#### MATERIAL SHOWN ####
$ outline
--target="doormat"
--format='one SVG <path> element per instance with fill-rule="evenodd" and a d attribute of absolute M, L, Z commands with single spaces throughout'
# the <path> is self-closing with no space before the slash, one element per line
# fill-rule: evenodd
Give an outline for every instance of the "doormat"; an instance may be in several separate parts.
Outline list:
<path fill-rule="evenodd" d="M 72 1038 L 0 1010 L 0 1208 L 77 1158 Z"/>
####
Arrange every line of the rows above as a numbered list, dropping any blank lines.

## [FULL OUTPUT]
1. $ outline
2. --target="doormat"
3. --format='one SVG <path> element per instance with fill-rule="evenodd" and a d attribute of absolute M, L, Z commands with single spaces throughout'
4. # the <path> is self-closing with no space before the slash, one element per line
5. # fill-rule: evenodd
6. Give an outline for every instance of the "doormat"; an instance may be in several separate parts.
7. Outline list:
8. <path fill-rule="evenodd" d="M 72 1038 L 0 1010 L 0 1208 L 77 1158 Z"/>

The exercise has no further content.